§ **YOUR OBJECTIVE**: Please render the listing below as a Markdown table with the columns "Row" and "Line", from the line with "Mark one point per instance of the fence" to the line with "Target: long coat", both included. Number each row and omit blank lines.

** BEGIN RECORDS TO PROCESS **

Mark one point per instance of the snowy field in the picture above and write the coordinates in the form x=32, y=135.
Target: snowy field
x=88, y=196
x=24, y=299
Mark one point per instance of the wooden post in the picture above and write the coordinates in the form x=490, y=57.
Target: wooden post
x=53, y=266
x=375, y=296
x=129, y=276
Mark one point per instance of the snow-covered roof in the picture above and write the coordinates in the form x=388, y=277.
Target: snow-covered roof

** END RECORDS TO PROCESS **
** BEGIN RECORDS TO PROCESS **

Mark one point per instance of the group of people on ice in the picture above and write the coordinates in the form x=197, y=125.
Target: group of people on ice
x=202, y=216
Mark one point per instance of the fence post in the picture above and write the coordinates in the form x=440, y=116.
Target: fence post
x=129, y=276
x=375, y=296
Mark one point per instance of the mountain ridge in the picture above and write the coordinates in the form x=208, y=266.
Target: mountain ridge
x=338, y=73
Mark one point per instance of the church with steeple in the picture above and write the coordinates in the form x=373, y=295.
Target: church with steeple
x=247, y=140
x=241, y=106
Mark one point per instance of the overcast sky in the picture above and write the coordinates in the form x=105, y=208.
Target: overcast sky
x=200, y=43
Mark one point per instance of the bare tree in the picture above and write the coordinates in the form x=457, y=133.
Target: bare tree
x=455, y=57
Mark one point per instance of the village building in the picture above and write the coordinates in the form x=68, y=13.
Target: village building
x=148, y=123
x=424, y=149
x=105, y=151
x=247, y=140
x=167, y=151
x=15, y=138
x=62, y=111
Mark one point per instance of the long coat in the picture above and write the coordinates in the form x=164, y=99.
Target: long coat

** END RECORDS TO PROCESS **

§ **CORRECT RESPONSE**:
| Row | Line |
|---|---|
| 1 | Mark one point per instance of the fence post in the picture above and write the coordinates in the form x=440, y=116. |
| 2 | Target: fence post |
| 3 | x=129, y=276 |
| 4 | x=375, y=296 |
| 5 | Mark one point per instance of the mountain ridge in the picture above and write the coordinates in the form x=208, y=266. |
| 6 | Target: mountain ridge |
| 7 | x=338, y=73 |
| 8 | Mark one point per instance of the church with steeple in the picture above and write the coordinates in the form x=373, y=295. |
| 9 | Target: church with steeple |
| 10 | x=247, y=140 |
| 11 | x=241, y=106 |
| 12 | Mark one point per instance of the overcast sky in the picture above and write the coordinates in the form x=105, y=208. |
| 13 | Target: overcast sky |
| 14 | x=200, y=43 |
| 15 | Mark one point per instance of the bare tree in the picture above and write the coordinates in the form x=457, y=133. |
| 16 | Target: bare tree |
| 17 | x=455, y=57 |
| 18 | Mark one point per instance of the village building in the picture above and write the coordinates in the form x=68, y=13. |
| 19 | Target: village building |
| 20 | x=148, y=123 |
| 21 | x=424, y=149 |
| 22 | x=105, y=151 |
| 23 | x=247, y=140 |
| 24 | x=167, y=151 |
| 25 | x=15, y=138 |
| 26 | x=62, y=111 |
| 27 | Mark one point per instance of the long coat in the picture above and write the coordinates in the form x=164, y=99. |
| 28 | Target: long coat |